» **Task statement**
Transcribe the items word for word, beginning with the line that contains "Give a dot for each instance of the boat reflection" and continuing through the final line of the items.

» **Material supplied**

==========

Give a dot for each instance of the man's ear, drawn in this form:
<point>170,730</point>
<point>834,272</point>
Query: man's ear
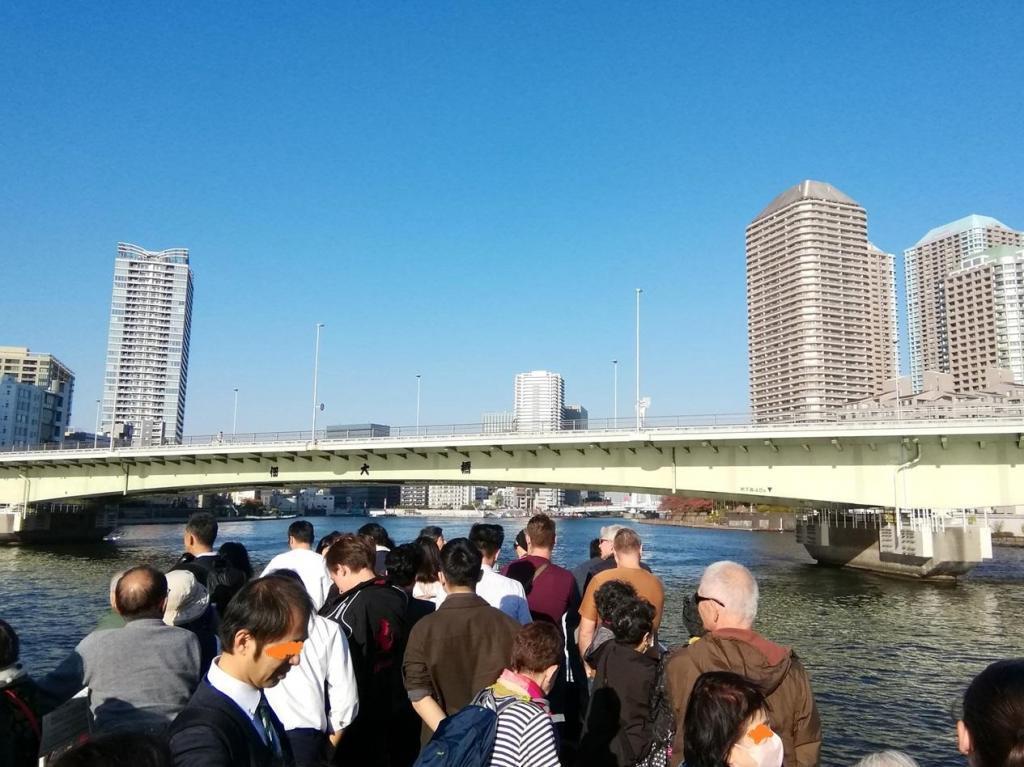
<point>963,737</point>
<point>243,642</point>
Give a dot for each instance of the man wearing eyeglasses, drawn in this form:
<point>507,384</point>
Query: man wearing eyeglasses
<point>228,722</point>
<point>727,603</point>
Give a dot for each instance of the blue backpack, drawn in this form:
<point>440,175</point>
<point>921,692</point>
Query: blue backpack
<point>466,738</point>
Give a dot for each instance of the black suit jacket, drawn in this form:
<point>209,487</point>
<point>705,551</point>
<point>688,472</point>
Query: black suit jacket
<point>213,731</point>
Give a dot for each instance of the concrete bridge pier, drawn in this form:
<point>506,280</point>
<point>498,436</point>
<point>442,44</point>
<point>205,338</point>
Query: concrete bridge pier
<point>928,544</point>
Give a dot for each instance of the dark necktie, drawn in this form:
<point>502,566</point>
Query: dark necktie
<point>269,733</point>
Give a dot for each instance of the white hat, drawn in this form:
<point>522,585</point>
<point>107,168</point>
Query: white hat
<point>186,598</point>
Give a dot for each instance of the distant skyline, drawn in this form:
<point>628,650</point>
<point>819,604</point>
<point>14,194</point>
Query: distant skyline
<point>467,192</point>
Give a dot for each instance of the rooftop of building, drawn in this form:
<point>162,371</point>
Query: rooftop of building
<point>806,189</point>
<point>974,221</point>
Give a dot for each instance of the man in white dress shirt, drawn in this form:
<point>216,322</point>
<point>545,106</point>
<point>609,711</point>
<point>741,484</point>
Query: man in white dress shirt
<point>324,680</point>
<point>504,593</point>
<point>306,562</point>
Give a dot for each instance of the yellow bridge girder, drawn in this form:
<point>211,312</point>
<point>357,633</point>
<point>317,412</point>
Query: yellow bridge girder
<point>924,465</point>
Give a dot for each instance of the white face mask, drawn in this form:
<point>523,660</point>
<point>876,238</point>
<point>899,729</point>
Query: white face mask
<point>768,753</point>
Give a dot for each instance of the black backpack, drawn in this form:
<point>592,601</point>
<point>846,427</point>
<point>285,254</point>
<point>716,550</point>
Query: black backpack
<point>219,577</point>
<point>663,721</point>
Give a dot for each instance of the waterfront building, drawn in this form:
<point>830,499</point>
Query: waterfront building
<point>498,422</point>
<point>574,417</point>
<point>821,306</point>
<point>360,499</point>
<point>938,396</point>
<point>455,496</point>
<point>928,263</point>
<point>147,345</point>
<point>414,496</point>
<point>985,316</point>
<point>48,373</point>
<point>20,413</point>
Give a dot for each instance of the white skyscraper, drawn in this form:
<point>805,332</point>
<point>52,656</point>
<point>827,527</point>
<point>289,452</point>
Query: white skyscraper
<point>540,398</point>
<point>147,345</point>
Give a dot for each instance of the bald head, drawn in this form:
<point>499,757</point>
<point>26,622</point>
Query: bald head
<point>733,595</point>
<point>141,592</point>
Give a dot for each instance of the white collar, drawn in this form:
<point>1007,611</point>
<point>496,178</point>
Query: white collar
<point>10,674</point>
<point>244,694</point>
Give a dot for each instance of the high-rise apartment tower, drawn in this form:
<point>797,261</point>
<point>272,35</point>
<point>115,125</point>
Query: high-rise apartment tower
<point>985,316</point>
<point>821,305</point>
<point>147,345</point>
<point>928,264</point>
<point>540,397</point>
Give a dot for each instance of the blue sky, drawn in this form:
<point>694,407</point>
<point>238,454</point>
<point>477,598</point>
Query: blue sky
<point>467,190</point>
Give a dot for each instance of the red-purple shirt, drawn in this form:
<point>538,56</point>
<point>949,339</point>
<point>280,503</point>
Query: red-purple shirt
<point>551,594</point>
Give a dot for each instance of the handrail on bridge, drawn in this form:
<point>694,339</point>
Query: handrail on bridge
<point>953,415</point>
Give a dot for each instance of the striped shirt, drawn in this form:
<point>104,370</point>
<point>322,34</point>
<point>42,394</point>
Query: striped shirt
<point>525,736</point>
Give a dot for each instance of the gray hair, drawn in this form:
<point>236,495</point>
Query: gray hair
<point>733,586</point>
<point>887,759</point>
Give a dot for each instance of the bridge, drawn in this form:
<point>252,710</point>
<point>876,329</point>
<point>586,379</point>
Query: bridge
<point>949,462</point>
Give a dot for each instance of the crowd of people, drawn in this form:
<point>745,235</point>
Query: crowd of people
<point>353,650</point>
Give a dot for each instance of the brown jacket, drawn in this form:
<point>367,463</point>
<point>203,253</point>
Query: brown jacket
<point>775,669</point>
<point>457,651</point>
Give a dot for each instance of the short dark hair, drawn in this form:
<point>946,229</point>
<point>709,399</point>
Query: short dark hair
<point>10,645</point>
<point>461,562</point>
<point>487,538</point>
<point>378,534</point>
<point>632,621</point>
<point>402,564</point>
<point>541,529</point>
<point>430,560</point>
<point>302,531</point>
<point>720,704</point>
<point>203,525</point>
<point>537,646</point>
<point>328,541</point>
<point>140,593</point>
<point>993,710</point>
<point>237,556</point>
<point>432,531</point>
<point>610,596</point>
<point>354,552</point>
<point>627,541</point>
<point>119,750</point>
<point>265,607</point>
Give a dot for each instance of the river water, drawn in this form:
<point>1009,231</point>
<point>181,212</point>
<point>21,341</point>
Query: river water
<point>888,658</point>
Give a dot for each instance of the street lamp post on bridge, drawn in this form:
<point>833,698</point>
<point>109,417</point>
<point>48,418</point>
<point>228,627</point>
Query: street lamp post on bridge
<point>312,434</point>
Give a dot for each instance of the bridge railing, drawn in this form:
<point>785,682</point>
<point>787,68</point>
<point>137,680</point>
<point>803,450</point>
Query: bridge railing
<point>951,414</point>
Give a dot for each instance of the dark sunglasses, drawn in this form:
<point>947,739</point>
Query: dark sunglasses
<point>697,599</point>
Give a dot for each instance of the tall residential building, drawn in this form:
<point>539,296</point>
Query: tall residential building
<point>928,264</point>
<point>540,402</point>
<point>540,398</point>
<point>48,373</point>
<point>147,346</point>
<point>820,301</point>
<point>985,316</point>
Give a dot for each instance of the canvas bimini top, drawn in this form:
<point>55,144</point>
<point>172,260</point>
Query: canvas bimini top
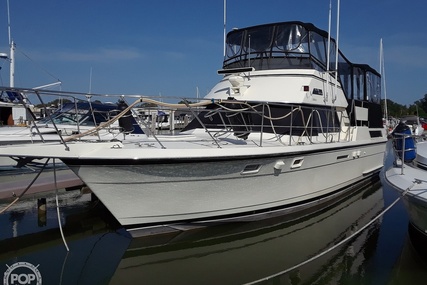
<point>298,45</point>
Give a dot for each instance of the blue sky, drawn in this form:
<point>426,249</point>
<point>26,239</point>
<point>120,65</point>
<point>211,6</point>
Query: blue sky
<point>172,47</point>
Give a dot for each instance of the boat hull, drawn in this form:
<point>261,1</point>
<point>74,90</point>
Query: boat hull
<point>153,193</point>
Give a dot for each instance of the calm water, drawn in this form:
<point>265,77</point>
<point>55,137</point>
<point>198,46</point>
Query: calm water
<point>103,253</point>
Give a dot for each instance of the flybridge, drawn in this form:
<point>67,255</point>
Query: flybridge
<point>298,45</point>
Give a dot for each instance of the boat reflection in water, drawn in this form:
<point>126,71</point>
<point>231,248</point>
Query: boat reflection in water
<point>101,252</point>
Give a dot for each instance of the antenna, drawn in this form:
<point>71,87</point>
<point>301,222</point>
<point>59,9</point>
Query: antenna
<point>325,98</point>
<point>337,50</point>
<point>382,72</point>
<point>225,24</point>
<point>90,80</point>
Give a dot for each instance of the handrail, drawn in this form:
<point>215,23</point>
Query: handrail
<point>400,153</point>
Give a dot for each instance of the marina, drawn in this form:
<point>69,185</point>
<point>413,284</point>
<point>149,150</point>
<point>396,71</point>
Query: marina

==========

» **Exercise response**
Give a dot for each instance of the boat reflection in water, drawn in this form:
<point>126,71</point>
<point>231,248</point>
Query: boat reflection in water
<point>101,252</point>
Give a dot for each instance of the antenna, drawn in this form:
<point>71,87</point>
<point>301,222</point>
<point>59,9</point>
Query: antenna
<point>325,98</point>
<point>337,50</point>
<point>382,72</point>
<point>225,24</point>
<point>90,80</point>
Give a dot for each instance of the handrail, drawn in this form:
<point>215,23</point>
Query: handrail
<point>400,153</point>
Give a dot for each instance of the marina, drawn in this form:
<point>69,185</point>
<point>413,284</point>
<point>149,150</point>
<point>396,71</point>
Query: marina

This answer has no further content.